:: SOURCE EXTRACT ::

MontrealCorpusTools / Montreal-Forced-Aligner

Command line utility for forced alignment using Kaldi
https://montrealcorpustools.github.io/Montreal-Forced-Aligner/
MIT License
1.26k stars 242 forks source link

Creating chunks of Buckeye Corpus #775

Closed shreeshailgan closed 3 months ago

shreeshailgan commented 4 months ago

In the 2017 InterSpeech paper, section 3.1: Datasets includes the following sentence:

We thus broke up Buckeye into chunks bounded by non-speech (pauses, noise, interviewer speech) of >150 msec... 

I am confused here. What is the >150 ms filtering applied to?

1] the length of the chunks (end _time of last token - start_time of first token in the chunk) i.e., chunks with duration < 150 msec are discarded

OR

2] the non-speech tokens that are used to separate the chunks i.e, non-speech tokens with duration < 150 msec are not used to split the ongoing chunk, instead it is included and we continue.

:: PROVIDED MATERIAL ::
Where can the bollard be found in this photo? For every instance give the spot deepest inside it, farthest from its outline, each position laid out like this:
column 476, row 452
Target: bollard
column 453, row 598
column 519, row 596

:: WORK INSTRUCTIONS ::
Answer these from the forced-aligner issue thread.
(a) Under what license is the project released?
(b) Which section of the 2017 InterSpeech paper contains the quoted sentence about chunks?
(c) What toolkit does the command line utility use for forced alignment?

:: TASK ANSWER ::
(a) MIT License
(b) Section 3.1: Datasets
(c) Kaldi